14. Utilities and Water. Tenant shall obtain and pay directly to the provider thereof, at Tenant’s sole cost during the Term, all sewer, electrical, water, telephone, and other utilities supplied to the Premises. Tenant shall pay for its trash disposal with respect to the Premises.
15. Damage and Destruction. In the event of damage or destruction to all or any portion of the Premises, whether or not such damage is material, and whether or not such damage is insured, neither Landlord nor Tenant shall have any obligation to repair or restore such affected portion of the Premises; provided, however, Landlord and Tenant shall each have the right to make such repairs as they deem necessary or desirable. This Section shall not apply to (a) damage resulting from any breach of this Lease by Tenant, from any violation by, or with the permission of, Tenant of any of the Environmental Laws or any damage caused by the gross negligence or willful misconduct of Tenant (other than damage to, or destruction of, the Houses, as which Tenant shall have no repair or restoration obligation), or (b) damage resulting from a breach of this Lease by Landlord, from any violation by, or with the permission of, Landlord of any Environmental Laws or any damage caused by the gross negligence or willful misconduct of Landlord.

§ **EXERCISE GOAL**
Using the lease excerpt, list every utility named specifically in Section 14's list of utilities supplied to the Premises. You won't need the lines that come after this.

§ **SOURCE EXCERPT**
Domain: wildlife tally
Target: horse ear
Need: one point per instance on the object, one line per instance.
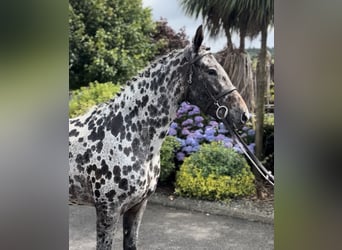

§ **SOLUTION**
Sewer, electrical, water, telephone